Dataset records:
::::

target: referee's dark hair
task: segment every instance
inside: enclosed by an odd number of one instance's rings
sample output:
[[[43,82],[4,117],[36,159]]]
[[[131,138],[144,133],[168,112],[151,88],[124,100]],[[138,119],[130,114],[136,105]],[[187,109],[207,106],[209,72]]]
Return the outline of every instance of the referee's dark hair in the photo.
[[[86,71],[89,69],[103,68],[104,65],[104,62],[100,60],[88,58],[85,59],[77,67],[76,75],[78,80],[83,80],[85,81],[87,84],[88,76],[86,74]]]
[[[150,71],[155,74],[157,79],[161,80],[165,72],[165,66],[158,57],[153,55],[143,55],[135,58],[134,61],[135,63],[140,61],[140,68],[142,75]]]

::::

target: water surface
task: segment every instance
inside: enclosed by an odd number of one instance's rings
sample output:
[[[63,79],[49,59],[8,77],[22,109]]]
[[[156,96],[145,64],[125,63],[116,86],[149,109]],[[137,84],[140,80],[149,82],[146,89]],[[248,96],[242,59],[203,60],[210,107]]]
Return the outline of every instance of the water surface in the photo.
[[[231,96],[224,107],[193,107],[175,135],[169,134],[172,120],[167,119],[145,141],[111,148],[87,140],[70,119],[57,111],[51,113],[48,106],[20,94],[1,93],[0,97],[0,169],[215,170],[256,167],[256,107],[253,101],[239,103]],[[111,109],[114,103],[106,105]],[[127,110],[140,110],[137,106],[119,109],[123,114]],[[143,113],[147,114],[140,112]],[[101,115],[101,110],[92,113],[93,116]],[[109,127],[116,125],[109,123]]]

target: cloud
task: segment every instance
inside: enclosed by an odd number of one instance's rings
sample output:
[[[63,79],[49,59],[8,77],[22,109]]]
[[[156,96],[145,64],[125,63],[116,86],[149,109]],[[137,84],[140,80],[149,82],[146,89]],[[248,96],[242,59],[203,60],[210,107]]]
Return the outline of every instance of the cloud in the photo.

::::

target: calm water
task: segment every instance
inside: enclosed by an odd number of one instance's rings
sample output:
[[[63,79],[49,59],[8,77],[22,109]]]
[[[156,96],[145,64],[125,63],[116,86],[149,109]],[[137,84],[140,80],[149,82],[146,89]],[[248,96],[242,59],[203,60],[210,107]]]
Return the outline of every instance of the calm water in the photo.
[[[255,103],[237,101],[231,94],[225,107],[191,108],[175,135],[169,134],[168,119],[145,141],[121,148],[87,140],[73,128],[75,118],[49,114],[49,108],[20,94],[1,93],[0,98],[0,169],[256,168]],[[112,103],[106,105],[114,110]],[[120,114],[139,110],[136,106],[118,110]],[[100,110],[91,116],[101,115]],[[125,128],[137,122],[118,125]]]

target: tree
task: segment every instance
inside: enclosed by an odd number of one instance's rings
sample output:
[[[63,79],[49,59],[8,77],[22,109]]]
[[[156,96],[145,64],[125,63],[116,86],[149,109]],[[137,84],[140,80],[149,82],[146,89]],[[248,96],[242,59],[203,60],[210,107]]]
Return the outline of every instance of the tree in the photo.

::::

● **Objective**
Render the material from the line with "target: referee's dark hair" to the line with "Return the outline of every instance of the referee's" as a numbered list, leaving out blank lines.

● **Result of the exercise**
1. target: referee's dark hair
2. task: segment every instance
3. inside: enclosed by an odd number of one instance's rings
4. sample output:
5. [[[43,82],[4,117],[36,159]]]
6. [[[131,138],[144,133],[168,112],[151,88],[124,100]],[[138,119],[130,114],[136,105]],[[187,109],[207,106],[209,72]]]
7. Return the outline of every instance of the referee's dark hair in the photo.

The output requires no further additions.